Aquella artritis la volvió una mujer un poco insoportable, y de ella heredamos el mismo dolor de huesos y a veces también el mal humor. Asimismo heredamos el bueno. Una noche, a eso de las once, recibió la llamada de un desconocido que le dijo:
-Bonsoir, ma chérie, ¿eres tú?
Ella respondió: -Sí, cariño, soy yo.
Él: -¿Qué haces?
Ella: -Nada, estoy en la cama.
Él: -¿Y estás sola?
Ella: -Sí, estoy sola.
Él: -¿Puedo ir a verte?
Ella: -Ven, si quieres.
Él: -¿De verdad puedo ir?
Ella: -Te espero.
Nunca sabremos con quién creía estar hablando ese hombre. Ni a quién encontró en la casa de su amante.
De pequeña, solía sentarme en las rodillas de mi abuelo, el hijo de Grande Maman, que me contaba cuentos de Teo. Recuerdo las lámparas de pie, y las alfombras, y el sofá en el que Mamita me hacía el caballito, ¿cómo era esa canción? Sobre todo recuerdo la luz tenue de aquella noche. No sé dónde estarían los demás. Nosotros estábamos en el chalé del parque del Conde Orgaz, y estábamos solos, y mi abuelo me explicó una historia muy, muy larga, que no aparecía en el libro de Teo.

(Material de datos):
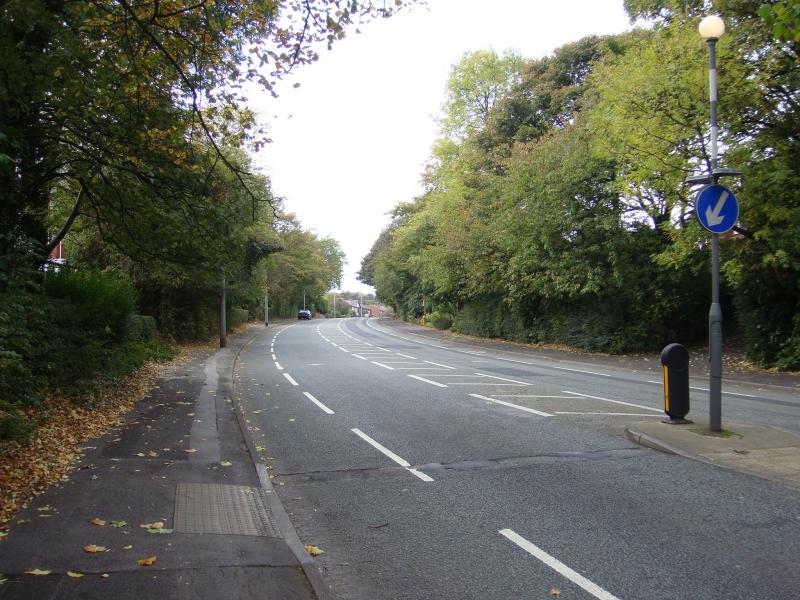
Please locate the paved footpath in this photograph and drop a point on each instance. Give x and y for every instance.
(180, 464)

(Tus tareas):
1) En el relato familiar, ¿a qué hora recibió ella la llamada del desconocido?
2) Prolonga el relato familiar a partir del punto en que termina.

(Respuestas del ejercicio):
1) A eso de las once de la noche.

2)
Lo acabó diciendo: "Pero tenemos que ir con cuidado, porque las paredes oyen".
Desde entonces, las paredes me dan mucho miedo.
Estaba leyendo el libro de Colette, y acordándome de otro cuento que mi abuelo me confesó muchos años más tarde: en aquellas fiestas que franceses y belgas se pegaban por Madrid, había dos gemelas espectaculares que a veces lo acosaban.
Bueno, ésa es su versión.
Creo que en mi familia llevamos lo puro y lo impuro en la sangre. No podemos evitarlo, eso es lo que hace palpitar nuestro corazón. Eso es lo que nos impulsa a contar historias.
Una vez, fui bisnieta de Colette. Y a partir de hoy mismo, lo sigo siendo.